_Directives_
#1 In the text below about the atomic bombings of Japan and later U.S. nuclear policy, which country did Truman threaten to nuke in 1950?
#2 Extend the text below on the atomic bombings of Japan and later U.S. nuclear policy, picking up after its final sentence.

_Text provided_
%%
The United States Strategic Bombing Survey concluded that,”… certainly prior to 31 December, 1945, and in all probability prior to 1 November, 1945, Japan would have surrendered even if the atomic bombs had not been dropped, even if Russia had not entered the war, and even if no invasion had been planned or contemplated.” One dissenter who had expressed this same view to the Secretary of War prior to the bombings was General Dwight Eisenhower. The Chairman of the Joint Chiefs of Staff Admiral William D. Leahy agreed: “The use of this barbarous weapon at Hiroshima and Nagasaki was of no material assistance in our war against Japan. The Japanese were already defeated and ready to surrender.”
Whatever dropping the bombs might possibly have contributed to ending the war, it is curious that the approach of threatening to drop them, the approach used during a half-century of Cold War to follow, was never tried. An explanation may perhaps be found in Truman’s comments suggesting the motive of revenge:
“Having found the bomb we have used it. We have used it against those who attacked us without warning at Pearl Harbor, against those who have starved and beaten and executed American prisoners of war, and against those who have abandoned all pretense of obeying international law of warfare.”
Truman could not, incidentally, have chosen Tokyo as a target — not because it was a city, but because we had already reduced it to rubble.
The nuclear catastrophes may have been, not the ending of a World War, but the theatrical opening of the Cold War, aimed at sending a message to the Soviets. Many low and high ranking officials in the US military, including commanders in chief, have been tempted to nuke more cities ever since, beginning with Truman threatening to nuke China in 1950. The myth developed, in fact, that Eisenhower’s enthusiasm for nuking China led to the rapid conclusion of the Korean War. Belief in that myth led President Richard Nixon, decades later, to imagine he could end the Vietnam War by pretending to be crazy enough to use nuclear bombs. Even more disturbingly, he actually was crazy enough. “The nuclear bomb, does that bother you? … I just want you to think big, Henry, for Christsakes,” Nixon said to Henry Kissinger in discussing options for Vietnam.
President George W. Bush oversaw the development of smaller nuclear weapons that might be used more readily, as well as much larger non-nuclear bombs, blurring the line between the two. President Barack Obama established in 2010 that the United States might strike first with nuclear weapons, but only against Iran or North Korea. The United States alleged, without evidence, that Iran was not complying with the Nuclear Nonproliferation Treaty (NPT), even though the clearest violation of that treaty is the United States’ own failure to work on disarmament and the United States’ Mutual Defense Agreement with the United Kingdom, by which the two countries share nuclear weapons in violation of Article 1 of the NPT, and even though the United States’ first strike nuclear weapons policy violates yet another treaty: the UN Charter.
%%
_Supplied information_
%%
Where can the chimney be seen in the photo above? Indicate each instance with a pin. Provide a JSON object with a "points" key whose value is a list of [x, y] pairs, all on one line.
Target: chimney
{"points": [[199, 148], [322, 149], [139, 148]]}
%%
_Answers in order_
#1 China.

#2
Americans may never admit what was done in Hiroshima and Nagasaki, but our country had been in some measure prepared for it. After Germany had invaded Poland, Britain and France had declared war on Germany. Britain in 1940 had broken an agreement with Germany not to bomb civilians, before Germany retaliated in the same manner against England — although Germany had itself bombed Guernica, Spain, in 1937, and Warsaw, Poland, in 1939, and Japan meanwhile was bombing civilians in China. Then, for years, Britain and Germany had bombed each other’s cities before the United States joined in, bombing German and Japanese cities in a spree of destruction unlike anything ever previously witnessed. When we were firebombing Japanese cities, Life magazine printed a photo of a Japanese person burning to death and commented “This is the only way.”
By the time of the Vietnam War, such images were highly controversial. By the time of the 2003 War on Iraq, such images were not shown, just as enemy bodies were no longer counted. That development, arguably a form of progress, still leaves us far from the day when atrocities will be displayed with the caption “There has to be another way.”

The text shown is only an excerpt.